Required actions
A. From the Super Rugby article, extract the passage starting at "The Super Rugby" and ending at "mine new markets.".
B. According to the Super Rugby article, in what year were expansion teams from Japan and Argentina added to the tournament?
*** Given text ***
The Super Rugby tournament spanning the Antipodes to the Americas may be revived if the coronavirus abates and travel curbs ease, but it is unlikely to return in any recognizable form next year.
Long-haul flights and lengthy tours have been a hallmark of the provincial competition since Australia, New Zealand and South Africa combined to launch the first Super 12 season in 1996 after the sport went professional. The addition of expansion teams from Japan and Argentina in 2016 added to the tournament’s sprawl as the southern hemisphere powers looked to mine new markets.
Those pioneering days are long gone, and a retreat into regional competitions for the first time in a quarter of a century is seen as the only way forward. “If anybody thinks rugby will return to any format that is close to the one that existed at the beginning of 2020, you will be making a very big mistake,” South African Rugby boss Jurie Roux said this week. New Zealand and Australia, relatively successful in containing COVID-19, have already turned inwards with domestic tournaments, while South Africa hopes to launch a provincial competition this year to generate income for players and teams.
Beyond 2020, the outlook remains clouded by the health crisis, and New Zealand has already written off Super Rugby returning in its previous guise. The country is instead pushing an eight-to-10 team competition with no South African or Argentine involvement. It would feature New Zealand’s five Super Rugby sides, some Australian involvement and a team from the Pacific islands, if possible. South Africa is looking to fill the 2021 vacuum with its own competition. It would include Argentina’s Jaguares and possibly the Cheetahs and Southern Kings if they were unable to compete in the northern hemisphere’s Pro 14. Roux said a “cross-over” tournament pitting South African teams against Australian and New Zealand opponents has been floated but would need to be completed before the British and Irish Lions tour in July 2021. “Every discussion we have had to date suggests that South African and Argentine teams will not be able to travel to New Zealand without restrictions and a quarantine process until at least the end of May,” he added.
*** End of Given text ***
*** Stored data ***
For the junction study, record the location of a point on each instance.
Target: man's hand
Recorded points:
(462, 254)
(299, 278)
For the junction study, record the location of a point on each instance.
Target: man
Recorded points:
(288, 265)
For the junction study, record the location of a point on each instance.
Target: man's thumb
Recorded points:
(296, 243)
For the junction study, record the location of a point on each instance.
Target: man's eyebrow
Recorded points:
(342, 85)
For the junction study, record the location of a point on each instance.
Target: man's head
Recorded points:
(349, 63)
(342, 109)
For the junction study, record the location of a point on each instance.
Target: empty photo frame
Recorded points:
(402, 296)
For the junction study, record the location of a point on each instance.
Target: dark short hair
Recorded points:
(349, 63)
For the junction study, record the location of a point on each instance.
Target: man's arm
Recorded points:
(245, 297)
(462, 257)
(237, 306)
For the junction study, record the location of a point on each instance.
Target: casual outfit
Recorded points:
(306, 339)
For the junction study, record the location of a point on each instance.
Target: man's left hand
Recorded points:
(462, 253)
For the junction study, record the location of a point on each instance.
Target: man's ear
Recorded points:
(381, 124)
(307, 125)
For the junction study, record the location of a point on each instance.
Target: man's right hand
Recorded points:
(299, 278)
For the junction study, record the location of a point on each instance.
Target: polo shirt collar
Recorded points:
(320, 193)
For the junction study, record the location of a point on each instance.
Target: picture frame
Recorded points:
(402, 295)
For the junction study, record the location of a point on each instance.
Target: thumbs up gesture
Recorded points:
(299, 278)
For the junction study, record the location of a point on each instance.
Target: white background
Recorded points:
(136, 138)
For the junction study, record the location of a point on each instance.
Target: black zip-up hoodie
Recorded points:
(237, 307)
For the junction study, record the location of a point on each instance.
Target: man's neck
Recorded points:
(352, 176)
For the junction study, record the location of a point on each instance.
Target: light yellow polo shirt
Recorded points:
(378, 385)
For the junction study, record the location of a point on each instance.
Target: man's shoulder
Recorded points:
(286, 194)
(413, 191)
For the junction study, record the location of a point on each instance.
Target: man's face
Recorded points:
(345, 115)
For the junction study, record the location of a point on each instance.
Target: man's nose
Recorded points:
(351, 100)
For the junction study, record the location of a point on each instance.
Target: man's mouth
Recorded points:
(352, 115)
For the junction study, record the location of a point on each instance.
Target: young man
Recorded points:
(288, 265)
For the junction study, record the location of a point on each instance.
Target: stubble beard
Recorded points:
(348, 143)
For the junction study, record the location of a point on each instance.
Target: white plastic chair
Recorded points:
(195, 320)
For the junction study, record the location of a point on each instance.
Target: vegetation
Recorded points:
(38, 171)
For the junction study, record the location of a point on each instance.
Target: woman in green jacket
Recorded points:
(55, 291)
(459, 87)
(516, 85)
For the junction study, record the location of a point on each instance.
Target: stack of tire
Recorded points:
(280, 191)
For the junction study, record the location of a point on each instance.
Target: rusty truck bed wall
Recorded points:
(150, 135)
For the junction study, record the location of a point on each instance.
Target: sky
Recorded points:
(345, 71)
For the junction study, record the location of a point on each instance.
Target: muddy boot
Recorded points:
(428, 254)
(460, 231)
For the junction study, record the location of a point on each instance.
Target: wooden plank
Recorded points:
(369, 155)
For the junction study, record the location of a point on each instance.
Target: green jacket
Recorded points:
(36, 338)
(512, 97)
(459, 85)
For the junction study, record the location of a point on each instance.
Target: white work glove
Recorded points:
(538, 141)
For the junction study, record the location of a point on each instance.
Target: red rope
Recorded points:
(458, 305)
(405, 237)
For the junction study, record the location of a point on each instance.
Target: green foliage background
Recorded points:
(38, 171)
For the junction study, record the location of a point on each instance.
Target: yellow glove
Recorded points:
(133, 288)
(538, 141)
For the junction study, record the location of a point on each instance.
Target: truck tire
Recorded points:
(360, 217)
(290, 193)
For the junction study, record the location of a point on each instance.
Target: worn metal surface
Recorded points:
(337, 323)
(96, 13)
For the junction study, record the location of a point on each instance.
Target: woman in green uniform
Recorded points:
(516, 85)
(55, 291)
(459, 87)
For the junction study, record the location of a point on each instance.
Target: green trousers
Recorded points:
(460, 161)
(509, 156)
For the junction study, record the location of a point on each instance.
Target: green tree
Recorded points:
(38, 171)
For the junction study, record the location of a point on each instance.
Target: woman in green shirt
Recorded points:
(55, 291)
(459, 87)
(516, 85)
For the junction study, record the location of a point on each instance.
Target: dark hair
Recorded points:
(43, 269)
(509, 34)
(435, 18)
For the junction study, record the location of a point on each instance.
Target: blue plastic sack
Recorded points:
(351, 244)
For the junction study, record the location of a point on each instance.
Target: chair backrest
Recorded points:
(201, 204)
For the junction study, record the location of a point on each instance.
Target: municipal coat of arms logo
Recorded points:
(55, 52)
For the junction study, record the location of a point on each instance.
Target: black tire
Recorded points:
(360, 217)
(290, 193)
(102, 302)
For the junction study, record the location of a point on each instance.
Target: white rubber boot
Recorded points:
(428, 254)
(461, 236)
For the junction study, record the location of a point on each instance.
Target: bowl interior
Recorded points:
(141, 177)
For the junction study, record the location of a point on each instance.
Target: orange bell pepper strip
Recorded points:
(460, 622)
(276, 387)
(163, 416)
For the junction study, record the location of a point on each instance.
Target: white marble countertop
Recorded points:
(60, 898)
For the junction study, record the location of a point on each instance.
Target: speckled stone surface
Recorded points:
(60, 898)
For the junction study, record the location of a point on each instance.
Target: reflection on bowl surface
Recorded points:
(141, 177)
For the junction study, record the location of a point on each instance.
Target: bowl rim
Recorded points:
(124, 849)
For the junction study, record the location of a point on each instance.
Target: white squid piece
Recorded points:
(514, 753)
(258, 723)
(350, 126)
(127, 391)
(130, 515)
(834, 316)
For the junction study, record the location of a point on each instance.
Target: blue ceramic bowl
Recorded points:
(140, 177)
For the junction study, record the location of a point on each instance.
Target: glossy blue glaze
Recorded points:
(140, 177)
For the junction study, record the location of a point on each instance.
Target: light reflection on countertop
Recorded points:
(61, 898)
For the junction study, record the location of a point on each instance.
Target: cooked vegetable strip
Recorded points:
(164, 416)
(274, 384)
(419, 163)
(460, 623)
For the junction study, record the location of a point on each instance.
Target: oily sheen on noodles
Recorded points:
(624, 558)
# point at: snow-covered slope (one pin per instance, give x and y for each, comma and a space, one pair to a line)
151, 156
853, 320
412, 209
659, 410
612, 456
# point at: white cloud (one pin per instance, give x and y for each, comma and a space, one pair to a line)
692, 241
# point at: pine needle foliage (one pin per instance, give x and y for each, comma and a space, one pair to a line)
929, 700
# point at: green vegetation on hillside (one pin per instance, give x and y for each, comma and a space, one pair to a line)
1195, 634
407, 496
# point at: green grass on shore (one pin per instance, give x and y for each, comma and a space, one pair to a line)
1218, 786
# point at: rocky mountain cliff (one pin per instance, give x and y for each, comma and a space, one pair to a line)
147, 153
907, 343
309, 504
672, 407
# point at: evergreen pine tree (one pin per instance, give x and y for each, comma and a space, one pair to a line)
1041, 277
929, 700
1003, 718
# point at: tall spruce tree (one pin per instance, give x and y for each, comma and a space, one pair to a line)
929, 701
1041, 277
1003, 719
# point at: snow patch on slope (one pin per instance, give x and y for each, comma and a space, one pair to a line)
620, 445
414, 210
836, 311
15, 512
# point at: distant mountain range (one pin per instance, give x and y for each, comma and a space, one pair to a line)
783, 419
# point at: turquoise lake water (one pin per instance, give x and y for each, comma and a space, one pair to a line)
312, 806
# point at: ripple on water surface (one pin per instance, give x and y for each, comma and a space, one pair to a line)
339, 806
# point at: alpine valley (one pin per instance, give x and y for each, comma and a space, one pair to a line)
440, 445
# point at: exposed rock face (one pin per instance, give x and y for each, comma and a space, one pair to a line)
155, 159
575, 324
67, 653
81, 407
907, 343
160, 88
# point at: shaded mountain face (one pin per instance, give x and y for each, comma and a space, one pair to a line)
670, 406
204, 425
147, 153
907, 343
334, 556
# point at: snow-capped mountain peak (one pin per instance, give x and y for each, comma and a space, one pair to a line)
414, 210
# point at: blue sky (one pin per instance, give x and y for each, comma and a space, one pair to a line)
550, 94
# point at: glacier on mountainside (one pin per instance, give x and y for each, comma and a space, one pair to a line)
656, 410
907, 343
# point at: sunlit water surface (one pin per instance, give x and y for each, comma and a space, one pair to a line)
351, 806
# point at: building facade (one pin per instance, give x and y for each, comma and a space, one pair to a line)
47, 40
*** End of Stored data ***
Solution list
A.
The Super Rugby tournament spanning the Antipodes to the Americas may be revived if the coronavirus abates and travel curbs ease, but it is unlikely to return in any recognizable form next year.
Long-haul flights and lengthy tours have been a hallmark of the provincial competition since Australia, New Zealand and South Africa combined to launch the first Super 12 season in 1996 after the sport went professional. The addition of expansion teams from Japan and Argentina in 2016 added to the tournament’s sprawl as the southern hemisphere powers looked to mine new markets.

B. 2016